*Instructions to follow*
A complete, exact copy of the records below is the required result.

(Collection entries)
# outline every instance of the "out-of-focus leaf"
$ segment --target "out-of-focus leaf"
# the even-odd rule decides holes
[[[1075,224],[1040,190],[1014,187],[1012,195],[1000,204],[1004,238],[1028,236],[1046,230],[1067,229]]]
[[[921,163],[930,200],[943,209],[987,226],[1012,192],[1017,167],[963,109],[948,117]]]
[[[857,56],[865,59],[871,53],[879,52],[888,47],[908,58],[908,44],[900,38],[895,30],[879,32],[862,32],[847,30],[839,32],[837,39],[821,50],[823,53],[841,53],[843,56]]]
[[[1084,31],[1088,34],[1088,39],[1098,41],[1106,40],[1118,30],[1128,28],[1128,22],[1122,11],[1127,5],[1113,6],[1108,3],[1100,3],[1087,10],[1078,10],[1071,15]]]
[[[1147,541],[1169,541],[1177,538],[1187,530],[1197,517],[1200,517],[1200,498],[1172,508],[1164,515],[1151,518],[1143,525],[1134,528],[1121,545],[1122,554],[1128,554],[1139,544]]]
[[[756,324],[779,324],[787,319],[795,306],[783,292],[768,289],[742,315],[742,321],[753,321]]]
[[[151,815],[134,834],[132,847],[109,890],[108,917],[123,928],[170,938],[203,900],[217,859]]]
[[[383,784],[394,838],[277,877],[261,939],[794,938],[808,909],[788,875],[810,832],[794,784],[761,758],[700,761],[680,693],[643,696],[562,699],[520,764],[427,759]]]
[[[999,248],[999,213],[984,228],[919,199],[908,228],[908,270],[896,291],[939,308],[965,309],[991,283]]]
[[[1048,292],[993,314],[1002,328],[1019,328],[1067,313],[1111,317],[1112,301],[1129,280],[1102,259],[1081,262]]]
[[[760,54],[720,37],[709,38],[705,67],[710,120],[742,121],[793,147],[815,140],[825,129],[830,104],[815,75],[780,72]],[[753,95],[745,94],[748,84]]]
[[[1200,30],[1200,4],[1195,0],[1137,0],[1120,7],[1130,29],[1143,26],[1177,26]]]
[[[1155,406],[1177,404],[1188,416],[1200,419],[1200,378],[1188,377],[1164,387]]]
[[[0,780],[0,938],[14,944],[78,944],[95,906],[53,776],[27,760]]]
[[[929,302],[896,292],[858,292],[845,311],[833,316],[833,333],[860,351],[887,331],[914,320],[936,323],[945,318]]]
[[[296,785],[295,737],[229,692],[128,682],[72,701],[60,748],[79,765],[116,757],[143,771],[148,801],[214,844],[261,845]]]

*Written reply*
# outline every instance of the "out-of-focus leaf"
$ segment --target "out-of-focus leaf"
# the even-odd rule decides holes
[[[1075,224],[1040,190],[1014,187],[1012,195],[1000,204],[1004,238],[1028,236],[1046,230],[1067,229]]]
[[[921,163],[930,200],[943,209],[987,226],[1012,192],[1017,167],[963,109],[948,117]]]
[[[857,56],[865,59],[871,53],[879,52],[888,47],[908,58],[908,44],[900,38],[895,30],[879,32],[862,32],[847,30],[839,32],[837,39],[821,50],[823,53],[841,53],[843,56]]]
[[[1084,31],[1088,34],[1088,39],[1098,41],[1106,40],[1118,30],[1128,28],[1128,22],[1122,11],[1127,5],[1113,6],[1108,3],[1100,3],[1087,10],[1078,10],[1071,15]]]
[[[1147,541],[1169,541],[1177,538],[1187,530],[1197,517],[1200,517],[1200,498],[1172,508],[1164,515],[1151,518],[1143,525],[1134,528],[1121,545],[1122,554],[1128,554],[1139,544]]]
[[[756,324],[779,324],[787,319],[795,306],[783,292],[768,289],[742,315],[742,321],[753,321]]]
[[[151,815],[134,834],[132,847],[109,890],[108,917],[123,928],[170,938],[203,900],[217,859]]]
[[[383,784],[394,838],[277,877],[261,939],[794,938],[808,909],[788,875],[810,832],[794,784],[761,758],[700,761],[680,693],[643,696],[562,699],[520,764],[427,759]]]
[[[999,248],[999,213],[984,228],[919,199],[908,228],[908,270],[896,291],[939,308],[965,309],[991,283]]]
[[[1048,292],[993,314],[1002,328],[1019,328],[1067,313],[1111,317],[1112,301],[1129,280],[1102,259],[1081,262]]]
[[[760,54],[720,37],[709,38],[705,67],[710,120],[742,121],[793,147],[815,140],[825,129],[830,104],[815,75],[780,72]],[[753,95],[745,94],[748,84]]]
[[[1200,30],[1200,4],[1195,0],[1137,0],[1120,7],[1130,29],[1143,26],[1177,26]]]
[[[1155,406],[1177,404],[1188,416],[1200,419],[1200,378],[1188,377],[1164,387]]]
[[[0,780],[0,938],[14,944],[78,944],[95,906],[53,776],[27,760]]]
[[[929,302],[896,292],[858,292],[845,311],[833,316],[833,333],[860,351],[887,331],[914,320],[936,323],[945,318]]]
[[[296,785],[295,737],[229,692],[128,682],[72,701],[60,748],[79,765],[116,757],[143,771],[148,801],[214,844],[261,845]]]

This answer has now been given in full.